(ФРАГМЕНТ ТЕКСТА):
════

— Начнем с актуального и очень грустного. Что вам известно о работах Александра Чачба-Шервашидзе, которые сгорели в Сухуми?
— Я только заканчивала школу, когда произошел грузино-абхазский конфликт. Особого контакта с местным музеем у меня никогда не было. В Национальном музее Грузии я начала работать в 2007 году, тогда и познакомилась с коллекцией Александра Чачба-Шервашидзе и впервые узнала всю историю и про него, и про его коллекцию. В частности, то, как она попала в музей. Единственное, что я знаю наверняка: согласно записям в документах, в 1963 году семь живописных работ было передано галерее Сухуми, она тогда только открывалась.
Уже в 1985 году, когда у нас в Тбилиси прошла большая выставка, четыре работы из нашего музея временно были отправлены в Сухуми на экспозицию. Это период, когда его прах перевезли из Франции в Сухуми на перезахоронение. С тех пор эти работы, которые до сих пор числятся в коллекции нашего музея, не были возвращены. Итого, в Сухуми было 11 живописных работ, о которых я знаю точно. Про остальные работы мне не особо известно.
— Большая часть коллекции художника сегодня хранится в Тбилиси. Расскажите, что это за работы?
— У нас осталось очень мало живописных работ. Их пять или шесть. Но есть огромная коллекция графических картин. Там есть и зарисовки, и сценические разработки, иллюстрации, портреты. Но это все сделано карандашом, акварелью или же пастелью. Если я не ошибаюсь, 376 картин. Половина – зарисовки, половина – законченные работы.
Особенно интересно, что он передал музею и свою собственную коллекцию европейских художников, их гравюры. Там есть большая коллекция реклам и афиш, которые он сам собирал. Шервашидзе сам распорядился и послал коллекцию в Тбилиси и Сухуми.
— То есть такова была его последняя воля?
— Да, потому что он в это время был жив. Он сам собрал эту коллекцию. Это период, когда он переселился в дом престарелых в Монте-Карло. Он в основном был зависим от работы в театрах, но уже не мог работать и очень нуждался, но не продавал свои работы и не взял денег у нашего государства. И это была его чистая воля как патриота страны. Александр очень мало жил в Грузии, но он оставался грузином до конца своих дней, и он болел за страну.
Он жил в Сухуми. Приехал туда, как мне помнится, в 1918 году, когда Грузия была свободной независимой республикой. Он приехал уже после революции в России, жил здесь, открыл художественную студию и школу, где обучал и студентов, и детей изобразительному искусству. Потом он уже покинул страну и почти не приезжал в Грузию. Только когда его двоюродный брат, с которым он был очень близок, погиб, он вернулся и оставался здесь до тех пор, пока не был вынужден эмигрировать.
Вся его последующая жизнь связана с Францией, с Европой в целом, потому что он разъезжал с труппой Сергея Дягилева и его «Русскими сезонами» по разным европейским городам. Он был участником почти всех постановок Дягилева. Он работал как оформитель, художник, дизайнер многих спектаклей, но всегда во всех спектаклях работал как сценограф.

════

(УКАЗАНИЯ К ЗАДАНИЮ):
Перепечатайте без изменений отрывок из приведенного выше интервью о художнике Александре Чачба-Шервашидзе: от «Уже в 1985 году, когда» до «это за работы?» включительно.

(ДАННЫЕ):
════

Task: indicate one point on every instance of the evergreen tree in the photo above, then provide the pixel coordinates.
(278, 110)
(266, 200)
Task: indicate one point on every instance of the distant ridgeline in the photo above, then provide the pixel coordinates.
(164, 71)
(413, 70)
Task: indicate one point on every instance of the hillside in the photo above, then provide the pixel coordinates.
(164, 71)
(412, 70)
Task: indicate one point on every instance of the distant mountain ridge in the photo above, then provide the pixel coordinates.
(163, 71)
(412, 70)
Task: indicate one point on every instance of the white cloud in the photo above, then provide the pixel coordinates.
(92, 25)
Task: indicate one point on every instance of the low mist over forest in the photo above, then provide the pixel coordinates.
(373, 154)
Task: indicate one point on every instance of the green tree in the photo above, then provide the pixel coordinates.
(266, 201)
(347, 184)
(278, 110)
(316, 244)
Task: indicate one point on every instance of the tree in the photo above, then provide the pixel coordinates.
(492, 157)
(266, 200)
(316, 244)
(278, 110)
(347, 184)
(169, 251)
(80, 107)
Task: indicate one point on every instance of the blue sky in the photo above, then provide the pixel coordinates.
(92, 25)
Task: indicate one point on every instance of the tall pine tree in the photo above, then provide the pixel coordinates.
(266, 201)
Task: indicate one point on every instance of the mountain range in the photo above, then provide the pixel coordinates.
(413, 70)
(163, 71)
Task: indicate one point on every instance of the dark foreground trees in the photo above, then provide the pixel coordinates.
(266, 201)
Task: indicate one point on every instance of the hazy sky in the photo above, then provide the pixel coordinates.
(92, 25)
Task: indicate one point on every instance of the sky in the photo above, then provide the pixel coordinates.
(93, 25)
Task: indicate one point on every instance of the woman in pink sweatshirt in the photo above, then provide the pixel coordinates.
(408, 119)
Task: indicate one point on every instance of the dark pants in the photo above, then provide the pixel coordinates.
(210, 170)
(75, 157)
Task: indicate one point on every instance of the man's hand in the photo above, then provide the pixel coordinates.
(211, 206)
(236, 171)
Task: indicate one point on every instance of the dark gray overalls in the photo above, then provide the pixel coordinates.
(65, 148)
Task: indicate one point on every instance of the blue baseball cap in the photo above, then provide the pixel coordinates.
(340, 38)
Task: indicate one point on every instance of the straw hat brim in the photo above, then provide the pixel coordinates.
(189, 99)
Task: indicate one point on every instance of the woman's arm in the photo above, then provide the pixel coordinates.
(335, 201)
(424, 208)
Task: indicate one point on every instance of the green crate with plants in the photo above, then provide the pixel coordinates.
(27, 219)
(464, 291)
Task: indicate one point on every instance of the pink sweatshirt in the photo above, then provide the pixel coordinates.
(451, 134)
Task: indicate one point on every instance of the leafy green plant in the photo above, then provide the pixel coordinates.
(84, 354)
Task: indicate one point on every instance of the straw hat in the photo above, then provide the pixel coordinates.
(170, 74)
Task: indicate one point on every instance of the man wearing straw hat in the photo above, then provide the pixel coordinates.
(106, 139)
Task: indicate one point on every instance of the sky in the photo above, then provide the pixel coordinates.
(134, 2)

════

(ОТВЕТ НА ЗАДАНИЕ):
Уже в 1985 году, когда у нас в Тбилиси прошла большая выставка, четыре работы из нашего музея временно были отправлены в Сухуми на экспозицию. Это период, когда его прах перевезли из Франции в Сухуми на перезахоронение. С тех пор эти работы, которые до сих пор числятся в коллекции нашего музея, не были возвращены. Итого, в Сухуми было 11 живописных работ, о которых я знаю точно. Про остальные работы мне не особо известно.
— Большая часть коллекции художника сегодня хранится в Тбилиси. Расскажите, что это за работы?